WHAT TO DO. Return all of the entries exactly, with nothing added or left out.

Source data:
= Beginning of Section =
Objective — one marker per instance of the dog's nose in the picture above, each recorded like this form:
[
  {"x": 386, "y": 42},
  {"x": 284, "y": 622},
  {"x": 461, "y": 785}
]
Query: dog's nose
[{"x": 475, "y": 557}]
= End of Section =
YOUR SOLUTION.
Objective — one marker per instance of the dog's nose in the picture above, each recorded like this form:
[
  {"x": 386, "y": 42},
  {"x": 284, "y": 622},
  {"x": 461, "y": 785}
]
Query: dog's nose
[{"x": 475, "y": 557}]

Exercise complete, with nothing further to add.